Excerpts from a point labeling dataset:
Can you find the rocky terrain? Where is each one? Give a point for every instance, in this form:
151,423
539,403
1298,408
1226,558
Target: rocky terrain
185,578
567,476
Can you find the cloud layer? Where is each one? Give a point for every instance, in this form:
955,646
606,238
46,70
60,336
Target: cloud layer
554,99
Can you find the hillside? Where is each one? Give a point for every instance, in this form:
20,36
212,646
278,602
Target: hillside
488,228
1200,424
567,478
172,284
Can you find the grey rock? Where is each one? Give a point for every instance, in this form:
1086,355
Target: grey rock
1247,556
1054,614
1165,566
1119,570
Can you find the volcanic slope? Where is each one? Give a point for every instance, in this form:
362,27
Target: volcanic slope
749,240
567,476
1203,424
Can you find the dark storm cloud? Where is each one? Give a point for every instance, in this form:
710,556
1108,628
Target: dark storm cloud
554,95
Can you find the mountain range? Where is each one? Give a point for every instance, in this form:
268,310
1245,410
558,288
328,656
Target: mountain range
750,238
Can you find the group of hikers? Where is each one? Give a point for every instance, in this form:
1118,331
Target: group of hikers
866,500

==

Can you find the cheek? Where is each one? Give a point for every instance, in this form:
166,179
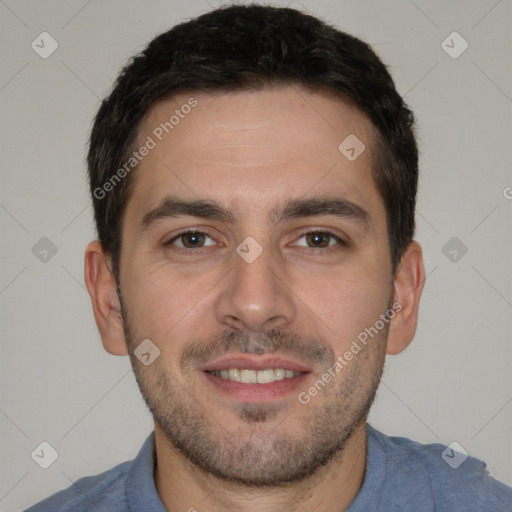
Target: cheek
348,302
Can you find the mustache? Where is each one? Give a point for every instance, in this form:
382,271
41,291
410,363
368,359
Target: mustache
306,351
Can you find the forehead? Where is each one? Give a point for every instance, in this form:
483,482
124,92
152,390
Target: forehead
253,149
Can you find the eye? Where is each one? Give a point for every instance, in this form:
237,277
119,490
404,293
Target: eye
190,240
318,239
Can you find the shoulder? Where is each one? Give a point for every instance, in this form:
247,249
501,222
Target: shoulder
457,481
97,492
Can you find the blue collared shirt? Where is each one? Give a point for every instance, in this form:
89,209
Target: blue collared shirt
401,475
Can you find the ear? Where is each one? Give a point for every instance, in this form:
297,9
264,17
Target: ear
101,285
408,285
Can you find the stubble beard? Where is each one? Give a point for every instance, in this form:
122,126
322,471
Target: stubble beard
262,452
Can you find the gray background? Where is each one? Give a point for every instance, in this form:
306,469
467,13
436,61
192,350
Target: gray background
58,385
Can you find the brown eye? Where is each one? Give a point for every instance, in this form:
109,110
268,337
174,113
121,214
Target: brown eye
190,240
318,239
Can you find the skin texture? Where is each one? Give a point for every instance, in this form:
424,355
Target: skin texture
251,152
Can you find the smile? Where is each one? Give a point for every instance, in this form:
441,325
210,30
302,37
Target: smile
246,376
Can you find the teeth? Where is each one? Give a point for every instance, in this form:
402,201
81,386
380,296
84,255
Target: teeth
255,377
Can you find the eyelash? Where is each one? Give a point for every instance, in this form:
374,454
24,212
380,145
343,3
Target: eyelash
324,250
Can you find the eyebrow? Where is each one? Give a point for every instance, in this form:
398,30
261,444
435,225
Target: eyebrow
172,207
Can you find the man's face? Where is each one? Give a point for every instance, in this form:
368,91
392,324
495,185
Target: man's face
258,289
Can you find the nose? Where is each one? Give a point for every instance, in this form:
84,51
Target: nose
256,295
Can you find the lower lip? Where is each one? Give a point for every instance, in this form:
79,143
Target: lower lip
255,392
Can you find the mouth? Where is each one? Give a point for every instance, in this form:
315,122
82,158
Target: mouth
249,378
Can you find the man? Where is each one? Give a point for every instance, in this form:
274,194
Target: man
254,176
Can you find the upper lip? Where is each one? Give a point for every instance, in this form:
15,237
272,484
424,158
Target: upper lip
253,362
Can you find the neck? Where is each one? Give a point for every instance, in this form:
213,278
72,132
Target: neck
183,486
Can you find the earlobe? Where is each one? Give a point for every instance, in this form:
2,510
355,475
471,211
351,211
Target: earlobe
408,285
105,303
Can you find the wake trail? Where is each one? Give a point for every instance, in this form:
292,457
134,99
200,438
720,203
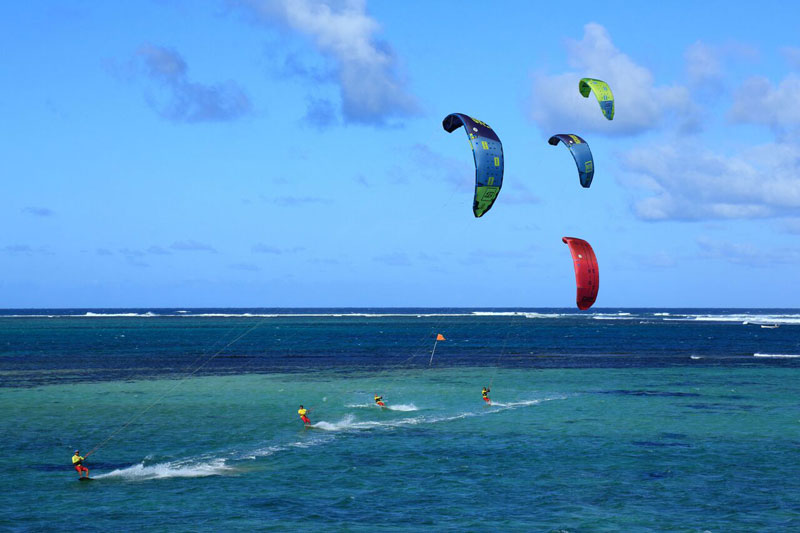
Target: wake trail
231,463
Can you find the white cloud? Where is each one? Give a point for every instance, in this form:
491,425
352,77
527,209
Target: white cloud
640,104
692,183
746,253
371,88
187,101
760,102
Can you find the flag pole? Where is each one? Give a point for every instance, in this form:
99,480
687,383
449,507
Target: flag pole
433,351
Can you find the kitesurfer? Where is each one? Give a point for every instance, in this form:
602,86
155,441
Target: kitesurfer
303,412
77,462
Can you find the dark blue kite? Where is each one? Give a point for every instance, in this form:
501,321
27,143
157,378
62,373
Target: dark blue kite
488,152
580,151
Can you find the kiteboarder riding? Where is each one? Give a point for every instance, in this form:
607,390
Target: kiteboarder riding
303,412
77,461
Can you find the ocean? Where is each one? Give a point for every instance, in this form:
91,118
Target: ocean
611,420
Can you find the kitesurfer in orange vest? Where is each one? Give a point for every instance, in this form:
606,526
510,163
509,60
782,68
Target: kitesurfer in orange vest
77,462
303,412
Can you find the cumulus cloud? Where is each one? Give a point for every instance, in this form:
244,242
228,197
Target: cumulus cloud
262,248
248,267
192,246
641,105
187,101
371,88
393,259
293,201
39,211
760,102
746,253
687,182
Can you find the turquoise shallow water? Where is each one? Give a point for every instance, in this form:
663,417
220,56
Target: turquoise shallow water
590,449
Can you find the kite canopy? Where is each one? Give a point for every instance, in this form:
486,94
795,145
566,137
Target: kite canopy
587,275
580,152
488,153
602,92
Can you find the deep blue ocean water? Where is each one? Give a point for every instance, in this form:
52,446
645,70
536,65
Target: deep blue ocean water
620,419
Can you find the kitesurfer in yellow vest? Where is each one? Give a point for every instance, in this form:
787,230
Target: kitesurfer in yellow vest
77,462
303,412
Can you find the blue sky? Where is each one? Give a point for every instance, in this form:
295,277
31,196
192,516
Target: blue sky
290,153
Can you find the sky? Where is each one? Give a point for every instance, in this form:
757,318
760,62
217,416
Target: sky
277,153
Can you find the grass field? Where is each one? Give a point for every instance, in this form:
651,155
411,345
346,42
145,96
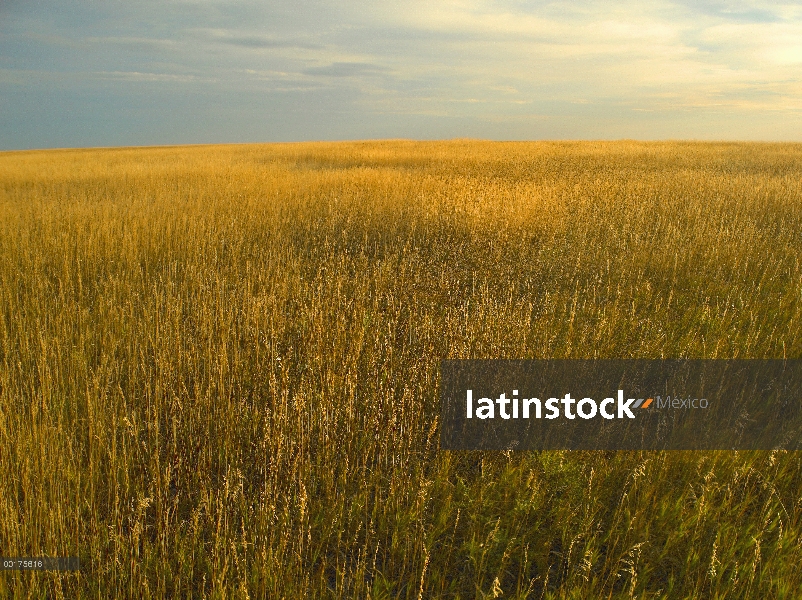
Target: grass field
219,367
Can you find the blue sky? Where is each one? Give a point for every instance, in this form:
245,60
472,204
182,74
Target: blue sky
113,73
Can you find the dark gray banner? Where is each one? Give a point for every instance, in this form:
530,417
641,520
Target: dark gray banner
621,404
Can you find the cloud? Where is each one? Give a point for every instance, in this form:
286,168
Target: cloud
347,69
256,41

* * *

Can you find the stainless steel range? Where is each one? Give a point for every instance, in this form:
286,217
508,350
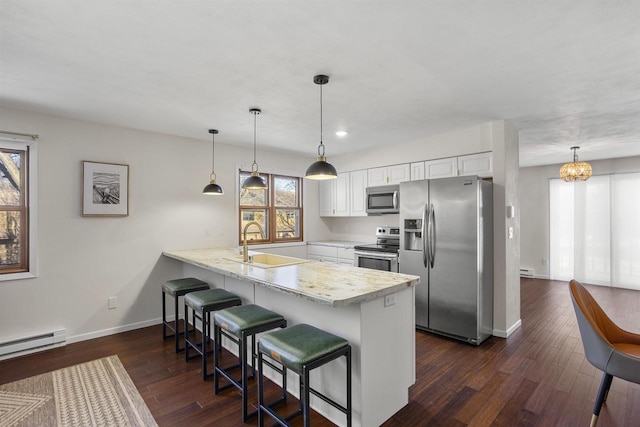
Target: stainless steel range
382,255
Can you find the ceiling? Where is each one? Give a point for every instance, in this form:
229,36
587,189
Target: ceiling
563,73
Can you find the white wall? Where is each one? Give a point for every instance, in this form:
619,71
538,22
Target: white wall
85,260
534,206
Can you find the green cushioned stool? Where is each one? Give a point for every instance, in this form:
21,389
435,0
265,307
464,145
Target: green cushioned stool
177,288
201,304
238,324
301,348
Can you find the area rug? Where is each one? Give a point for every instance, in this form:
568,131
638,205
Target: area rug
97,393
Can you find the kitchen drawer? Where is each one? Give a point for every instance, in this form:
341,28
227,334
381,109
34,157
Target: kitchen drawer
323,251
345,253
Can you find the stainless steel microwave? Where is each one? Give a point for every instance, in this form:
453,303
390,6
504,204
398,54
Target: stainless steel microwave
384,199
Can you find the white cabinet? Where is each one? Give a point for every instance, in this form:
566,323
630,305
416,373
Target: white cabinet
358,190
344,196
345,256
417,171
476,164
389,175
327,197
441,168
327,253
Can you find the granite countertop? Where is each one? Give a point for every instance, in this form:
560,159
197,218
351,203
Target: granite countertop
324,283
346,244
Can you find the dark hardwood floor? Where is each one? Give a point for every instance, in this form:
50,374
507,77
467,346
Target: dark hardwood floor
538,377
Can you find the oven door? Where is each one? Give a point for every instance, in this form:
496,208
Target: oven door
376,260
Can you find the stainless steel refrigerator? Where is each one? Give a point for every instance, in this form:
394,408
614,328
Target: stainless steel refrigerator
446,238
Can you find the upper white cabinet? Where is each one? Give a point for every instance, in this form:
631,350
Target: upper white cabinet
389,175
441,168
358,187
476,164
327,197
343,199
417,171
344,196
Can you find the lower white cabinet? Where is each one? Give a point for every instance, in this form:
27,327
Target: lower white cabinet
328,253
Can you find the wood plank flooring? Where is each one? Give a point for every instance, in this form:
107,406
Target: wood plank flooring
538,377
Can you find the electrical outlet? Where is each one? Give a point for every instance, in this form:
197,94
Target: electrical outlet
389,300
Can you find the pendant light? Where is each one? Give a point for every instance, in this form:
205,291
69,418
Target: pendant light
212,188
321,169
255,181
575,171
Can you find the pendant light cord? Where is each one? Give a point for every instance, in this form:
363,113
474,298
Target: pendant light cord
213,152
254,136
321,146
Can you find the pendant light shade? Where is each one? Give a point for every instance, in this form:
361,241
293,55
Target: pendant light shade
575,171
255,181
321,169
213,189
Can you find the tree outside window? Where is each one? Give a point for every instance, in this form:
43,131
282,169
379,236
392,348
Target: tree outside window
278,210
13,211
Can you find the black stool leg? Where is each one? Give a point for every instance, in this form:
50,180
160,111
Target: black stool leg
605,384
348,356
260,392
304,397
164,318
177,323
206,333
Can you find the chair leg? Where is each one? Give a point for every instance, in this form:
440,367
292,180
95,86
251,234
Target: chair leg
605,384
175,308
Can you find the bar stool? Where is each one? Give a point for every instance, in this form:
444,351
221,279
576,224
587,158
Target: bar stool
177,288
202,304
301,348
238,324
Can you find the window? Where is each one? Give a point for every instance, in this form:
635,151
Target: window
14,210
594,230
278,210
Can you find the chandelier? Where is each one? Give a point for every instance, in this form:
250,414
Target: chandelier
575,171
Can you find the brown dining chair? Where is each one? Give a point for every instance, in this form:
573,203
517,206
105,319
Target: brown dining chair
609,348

▶ [OBJECTIVE]:
Extract each line of the items above that contains the string "mustache". Case counts.

▶ [WORKED SOLUTION]:
Can you find the mustache? Where is each one? Give a point for every instance, in this form:
Target: mustache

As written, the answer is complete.